Start Record set

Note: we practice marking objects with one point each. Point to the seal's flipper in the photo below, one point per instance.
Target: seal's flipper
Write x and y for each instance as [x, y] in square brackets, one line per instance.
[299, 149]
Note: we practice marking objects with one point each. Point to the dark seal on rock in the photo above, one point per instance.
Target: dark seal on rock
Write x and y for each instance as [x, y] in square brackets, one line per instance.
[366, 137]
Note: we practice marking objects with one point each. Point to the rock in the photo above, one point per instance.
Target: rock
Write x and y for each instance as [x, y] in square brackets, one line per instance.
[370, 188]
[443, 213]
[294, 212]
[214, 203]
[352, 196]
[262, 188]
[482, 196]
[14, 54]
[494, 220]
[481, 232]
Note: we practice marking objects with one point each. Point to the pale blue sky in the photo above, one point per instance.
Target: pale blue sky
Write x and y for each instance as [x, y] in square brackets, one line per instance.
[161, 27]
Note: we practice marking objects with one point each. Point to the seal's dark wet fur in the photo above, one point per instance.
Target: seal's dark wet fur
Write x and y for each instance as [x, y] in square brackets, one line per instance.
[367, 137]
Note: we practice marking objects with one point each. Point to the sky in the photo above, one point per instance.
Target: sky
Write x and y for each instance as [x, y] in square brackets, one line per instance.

End Record set

*Task instructions*:
Please set out every line of the items above as a numbered list, leaving out any blank lines.

*Written response*:
1. Note: we practice marking objects with one point each. Point to the seal's flipper in the photo below, one point per instance.
2. Target: seal's flipper
3. Write x and y for each instance as [x, y] in square brackets, one line per instance.
4. [299, 149]
5. Note: we practice marking objects with one point each. Point to the dark seal on rock in the photo above, one point per instance.
6. Target: dark seal on rock
7. Write x and y for each instance as [x, y] in square brackets, one line per instance.
8. [366, 137]
9. Note: we practice marking objects with one point each. Point to the rock in the photo above, one point per instance.
10. Target: rock
11. Write x and y for each instance as [x, y] in square brackets, one line per instance.
12. [370, 188]
13. [443, 213]
14. [294, 212]
15. [214, 203]
16. [352, 196]
17. [262, 188]
18. [482, 196]
19. [14, 54]
20. [494, 220]
21. [481, 232]
22. Note: we practice marking objects with one point each. Point to the pale blue sky in the photo above, one point per instance.
23. Target: pale blue sky
24. Write x and y for each instance as [x, y] in square brackets, one line per instance.
25. [161, 27]
26. Note: we practice marking objects with one point each. Point to the seal's dark wet fur in the photo above, one point per instance.
27. Target: seal's dark wet fur
28. Write x and y for each instance as [x, y] in square brackets, one line per instance.
29. [367, 137]
30. Note: we practice marking objects with one point each. Point to the sky in the photo above, one point per instance.
31. Target: sky
32. Write x and y for each instance as [x, y] in square brackets, one line per instance.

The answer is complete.